_DIRECTIONS_
Beneath this task are records; print exactly the stretch of them from the line with "Target: sandstone rock formation" through the line with "Target: layered sandstone", both ends included.

_DATA UNDER STUDY_
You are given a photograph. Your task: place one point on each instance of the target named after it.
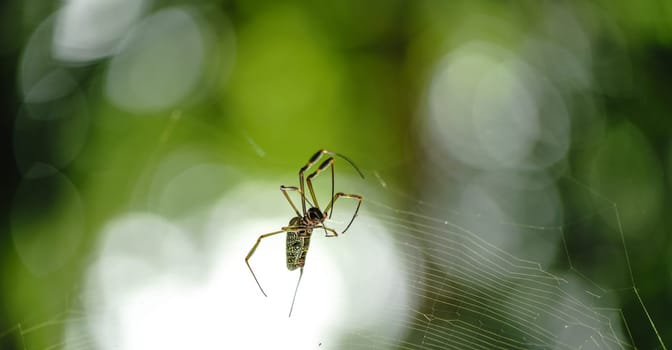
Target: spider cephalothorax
--
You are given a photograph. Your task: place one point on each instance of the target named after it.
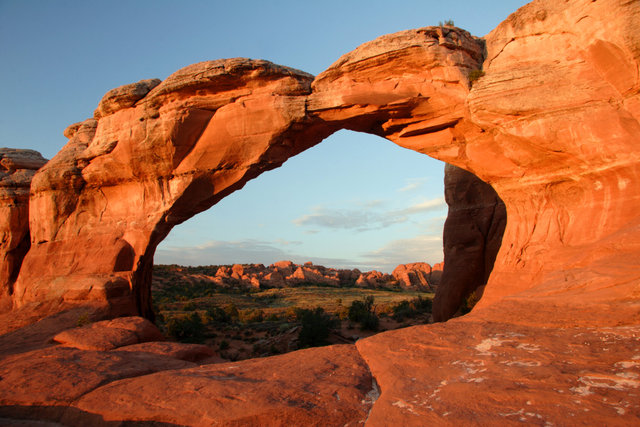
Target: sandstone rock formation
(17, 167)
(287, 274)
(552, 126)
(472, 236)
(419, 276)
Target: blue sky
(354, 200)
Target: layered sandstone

_SOLUTION TO THE PROBLEM_
Target: sandstone rock formation
(17, 167)
(287, 274)
(552, 126)
(472, 236)
(419, 276)
Target: blue sky
(354, 200)
Target: layered sandstone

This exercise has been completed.